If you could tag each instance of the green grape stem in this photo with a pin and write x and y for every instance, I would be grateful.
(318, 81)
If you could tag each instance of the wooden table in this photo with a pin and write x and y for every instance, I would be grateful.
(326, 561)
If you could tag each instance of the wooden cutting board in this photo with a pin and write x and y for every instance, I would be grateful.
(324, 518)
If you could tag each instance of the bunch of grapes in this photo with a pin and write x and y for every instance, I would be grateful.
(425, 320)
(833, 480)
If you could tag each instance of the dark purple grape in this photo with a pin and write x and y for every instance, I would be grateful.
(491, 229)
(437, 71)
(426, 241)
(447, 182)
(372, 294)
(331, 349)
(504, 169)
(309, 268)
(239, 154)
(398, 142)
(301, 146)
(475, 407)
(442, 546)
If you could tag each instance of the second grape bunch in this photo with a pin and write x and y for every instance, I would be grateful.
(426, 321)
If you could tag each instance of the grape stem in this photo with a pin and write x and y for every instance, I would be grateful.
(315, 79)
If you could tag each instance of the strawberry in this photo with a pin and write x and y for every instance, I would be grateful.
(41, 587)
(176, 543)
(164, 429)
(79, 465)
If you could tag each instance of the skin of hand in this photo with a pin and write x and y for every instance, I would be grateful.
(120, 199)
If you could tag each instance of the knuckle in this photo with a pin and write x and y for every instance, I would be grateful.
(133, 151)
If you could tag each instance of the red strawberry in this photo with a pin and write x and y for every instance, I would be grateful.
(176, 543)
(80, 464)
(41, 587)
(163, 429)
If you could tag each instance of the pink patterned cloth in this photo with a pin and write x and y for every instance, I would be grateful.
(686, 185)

# # # #

- GIVEN TASK:
Copy out the entire listing above verbatim, preserving every line in its original order.

- RESULT OF THE EXERCISE:
If you could tag each instance of the green grape stem in this photo with a pin and write x and y for every instance, I would be grateful.
(318, 81)
If you could tag each instance of the wooden table in this photo with a pin and write x and y for every instance, I would be grateful.
(326, 561)
If you could tag each instance of the wooden cutting board in this photo with a pin and write x and y for every instance, I would be grateful.
(324, 518)
If you could tag each instance of the bunch of grapes in this photo with a pin and write x and y for every instance, I would be grateful.
(425, 320)
(833, 480)
If you could tag each instance of the dark purple grape in this photo with a pin and write x and y for every instance, I would be grateful.
(491, 229)
(437, 71)
(426, 241)
(447, 182)
(372, 294)
(331, 349)
(504, 169)
(309, 268)
(239, 154)
(398, 142)
(301, 146)
(475, 407)
(442, 546)
If you could tag each instance of the second grape bunch in this photo with a pin and write x and y for every instance, I would be grateful.
(426, 321)
If you could tag each instance of the grape stem in this photo with a pin and write x and y for every instance, I would be grateful.
(315, 79)
If you could tag each instance of the strawberry in this photo with a pin and write x and y for every instance, I would be grateful.
(41, 587)
(176, 543)
(164, 429)
(79, 465)
If you could tag each instance of the skin of hand in this photo with a pin and write x and y for every instance, I would be grateful.
(120, 199)
If you could tag each instance of the knuckle in this photo with a pin and write x and y for every instance, I would be grateful.
(133, 151)
If you could tag each instance of the red strawberry in this photo with a pin and write x and y for every instance, I would be grateful.
(176, 543)
(80, 464)
(41, 587)
(163, 429)
If you could tag each instance of the pink patterned cloth in this photo with a pin and write x and y for every instance, I would be grateful.
(686, 185)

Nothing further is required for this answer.